-- Provided data follows --

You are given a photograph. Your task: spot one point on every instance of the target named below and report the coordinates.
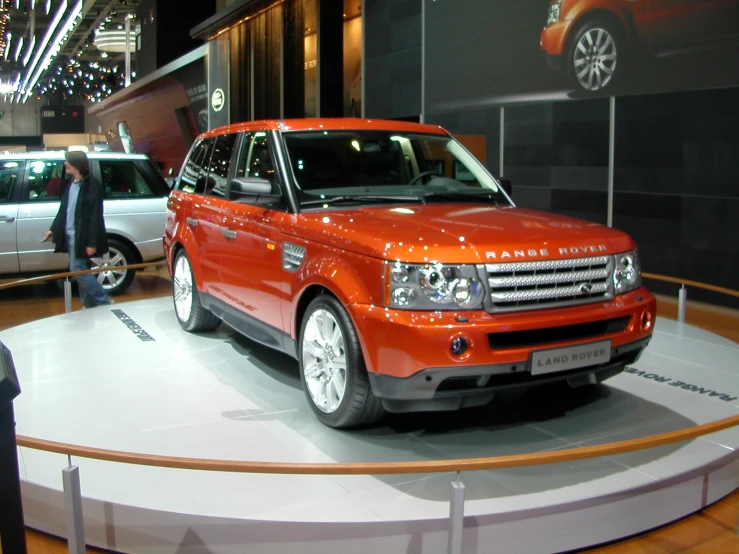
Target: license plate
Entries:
(570, 357)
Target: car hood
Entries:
(459, 233)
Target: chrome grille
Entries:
(548, 284)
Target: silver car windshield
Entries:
(373, 165)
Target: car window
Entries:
(122, 179)
(220, 162)
(255, 159)
(195, 171)
(11, 174)
(45, 179)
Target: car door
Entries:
(253, 262)
(39, 204)
(11, 178)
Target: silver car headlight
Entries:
(626, 272)
(555, 10)
(432, 286)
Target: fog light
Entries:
(647, 321)
(458, 346)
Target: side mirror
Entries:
(253, 190)
(506, 186)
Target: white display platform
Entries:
(89, 379)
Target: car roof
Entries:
(59, 154)
(327, 123)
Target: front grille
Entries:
(549, 335)
(518, 286)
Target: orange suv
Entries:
(388, 261)
(590, 38)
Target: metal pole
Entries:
(456, 517)
(73, 508)
(12, 526)
(682, 299)
(128, 50)
(67, 295)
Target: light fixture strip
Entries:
(19, 48)
(29, 51)
(50, 31)
(54, 50)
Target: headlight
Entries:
(432, 286)
(554, 12)
(626, 272)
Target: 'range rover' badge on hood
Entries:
(545, 252)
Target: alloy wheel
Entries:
(113, 261)
(324, 361)
(183, 283)
(595, 59)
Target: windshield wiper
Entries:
(359, 199)
(465, 196)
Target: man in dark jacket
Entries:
(79, 227)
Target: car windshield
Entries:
(377, 166)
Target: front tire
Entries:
(191, 314)
(332, 368)
(595, 56)
(115, 280)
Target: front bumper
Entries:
(408, 353)
(444, 388)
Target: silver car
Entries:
(134, 207)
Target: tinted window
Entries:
(121, 179)
(45, 179)
(195, 172)
(220, 162)
(10, 176)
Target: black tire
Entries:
(358, 405)
(190, 313)
(119, 254)
(595, 57)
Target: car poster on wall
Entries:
(516, 51)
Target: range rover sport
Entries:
(388, 261)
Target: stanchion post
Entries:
(67, 295)
(456, 517)
(73, 509)
(682, 299)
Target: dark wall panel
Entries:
(392, 58)
(676, 183)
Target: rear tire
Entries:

-- Provided data concluded --

Try it >> Beginning with the line containing "Target: car poster on wall" and ending with the last line of the listing above, return every line exactly and nothing else.

Written solution >>
Target: car poster on wall
Entries:
(516, 51)
Target: range rover sport
Entries:
(388, 261)
Target: stanchion post
Entries:
(67, 295)
(456, 517)
(73, 509)
(682, 299)
Target: dark wall panel
Entries:
(392, 58)
(676, 183)
Target: rear tire
Entries:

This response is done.